* [Page excerpt]
::::::::::
This article is a WTF explainer, in which we break down media and marketing’s most confusing terms. More from the series →
Cleaning up the digital ad supply chain is now the rallying cry for most of the digital media industry, with publishers, brands, agencies and ad tech vendors all piling in.
That drive toward transparency has made the somewhat dryly named ads.txt a hot topic in media. Momentum behind ads.txt adoption is increasing, with 44 percent of publishers that run digital advertising implementing it by the end of October.
But ads.txt is not bulletproof against ad fraud. Human errors like misspelling supply-side platform names in ads.txt files have wrongly penalized exchanges from having their inventory being picked up. Plus, most ads.txt files don’t specify the type of inventory — display, video or native — a vendor is allowed to sell. That means display inventory can still be repackaged as video, for example, to boost CPMs.
These issues have given rise to a new awkwardly named upgrade: ads.cert. Here’s an explainer.
WTF is ads.cert, and how is it different from ads.txt?
Ads.cert is the Interactive Advertising Bureau’s upgrade to ads.txt and uses cryptographically signed bid requests to show the path of inventory and authenticate that inventory.
In English, please.
Ads.txt verifies that a business is authorized to sell a publisher’s inventory, giving the publisher more control and assuring buyers they’re only buying from authorized sellers. Ads.cert goes a step further and validates the information that passes between buyer and seller at each stage of the digital ad supply chain, ensuring it’s not vulnerable to being modified or gamed. It’s like a digital signature that lets buyers verify a specific site’s inventory, and it stops fraudsters from tampering with the inventory.
What kind of information is validated?
::::::::::
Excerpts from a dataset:
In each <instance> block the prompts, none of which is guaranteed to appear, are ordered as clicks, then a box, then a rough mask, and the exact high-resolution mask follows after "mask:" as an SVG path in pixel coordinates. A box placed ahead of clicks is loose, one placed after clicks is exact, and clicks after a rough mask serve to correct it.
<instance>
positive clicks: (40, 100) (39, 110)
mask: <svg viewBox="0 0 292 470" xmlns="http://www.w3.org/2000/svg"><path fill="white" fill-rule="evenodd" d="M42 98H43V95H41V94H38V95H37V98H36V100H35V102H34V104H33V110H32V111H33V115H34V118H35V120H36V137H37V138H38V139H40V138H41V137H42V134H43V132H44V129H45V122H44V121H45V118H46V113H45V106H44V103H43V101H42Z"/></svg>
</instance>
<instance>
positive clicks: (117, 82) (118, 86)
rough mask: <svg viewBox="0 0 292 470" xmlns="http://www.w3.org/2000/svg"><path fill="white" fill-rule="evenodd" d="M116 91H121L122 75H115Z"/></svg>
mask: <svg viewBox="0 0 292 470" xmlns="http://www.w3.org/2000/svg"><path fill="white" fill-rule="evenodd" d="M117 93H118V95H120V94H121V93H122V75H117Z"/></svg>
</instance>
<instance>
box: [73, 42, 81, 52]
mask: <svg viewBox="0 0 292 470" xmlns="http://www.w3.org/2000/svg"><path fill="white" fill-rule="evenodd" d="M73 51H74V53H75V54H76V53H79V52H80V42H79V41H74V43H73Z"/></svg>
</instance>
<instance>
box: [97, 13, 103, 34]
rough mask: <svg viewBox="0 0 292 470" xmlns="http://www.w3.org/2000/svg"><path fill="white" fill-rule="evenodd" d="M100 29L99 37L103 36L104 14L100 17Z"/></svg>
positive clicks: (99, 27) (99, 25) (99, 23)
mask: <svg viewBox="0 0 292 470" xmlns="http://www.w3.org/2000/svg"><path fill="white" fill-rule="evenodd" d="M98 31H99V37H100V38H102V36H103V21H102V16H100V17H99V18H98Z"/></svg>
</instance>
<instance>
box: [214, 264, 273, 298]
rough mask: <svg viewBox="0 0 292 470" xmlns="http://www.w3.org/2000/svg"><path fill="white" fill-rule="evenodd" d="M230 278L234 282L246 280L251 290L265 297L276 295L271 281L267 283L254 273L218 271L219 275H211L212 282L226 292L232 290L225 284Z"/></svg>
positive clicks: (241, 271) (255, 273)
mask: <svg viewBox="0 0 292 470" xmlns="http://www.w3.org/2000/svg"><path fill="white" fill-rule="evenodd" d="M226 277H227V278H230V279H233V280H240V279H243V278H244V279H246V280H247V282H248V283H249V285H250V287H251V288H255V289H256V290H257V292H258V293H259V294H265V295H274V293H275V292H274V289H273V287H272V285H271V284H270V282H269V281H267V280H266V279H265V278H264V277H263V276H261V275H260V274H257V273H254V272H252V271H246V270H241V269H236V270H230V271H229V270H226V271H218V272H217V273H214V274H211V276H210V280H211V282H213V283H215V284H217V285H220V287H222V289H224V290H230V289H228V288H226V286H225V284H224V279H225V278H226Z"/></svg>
::::::::::
* [Questions]
• A. In the ads.cert explainer, what percentage of publishers running digital advertising had implemented ads.txt by the end of October?
• B. Pick up the ads.cert explainer after its final line and continue it in the same style.
The items have no connection to the ads.cert explainer and should be treated as separate material.

* [Numbered responses]
• A. 44 percent

• B.
In the open exchange, buyers use data like domain, location, IP address, device, position on page, impression type and other variables to inform the value of the impression. These variables can be manipulated to look like more valuable impressions. Ads.cert is intended to block that. “If someone adds information to the request, like viewability, they can add their signature to provide transparency and trust in the new variable,” said Chris Crawfurd, vp of sales and product strategy at ad tech vendor Sovrn. “Since it allows every person in the supply chain to provide a signature, it encourages good behavior and a process to track bad behavior.”
Why is that a big deal?
It’s one more step toward full transparency in digital ad transactions, which is what everyone in the supply chain (aside from fraudsters and shady vendors) is gunning for. It also means that a buyer can know for sure they’re not buying display inventory that’s been repackaged as video, for example. “[Ads.cert] provides an audit path to expose anyone trying to sell display as video for monetary gain,” Crawfurd said.
So, everyone will jump on this, right?
Not so fast. Ads.cert can only be implemented if a company has upgraded its tech infrastructure from OpenRTB 2.5 to version 3.0, which was released by the IAB and designed to handle new kinds of programmatic buying and selling such as header bidding, content sales, product recommendations and connected TVs.
What will it take to upgrade?
OpenRTB 3.0 is not backward compatible, meaning that you can’t use it with existing legacy technology systems. Demand-side platforms, SSPs and exchanges will have to pay hefty engineering costs in order to become compatible.
Sounds like a pretty big barrier.
For now, maybe. But stay tuned for developments, as it will likely be a big 2018 talking point.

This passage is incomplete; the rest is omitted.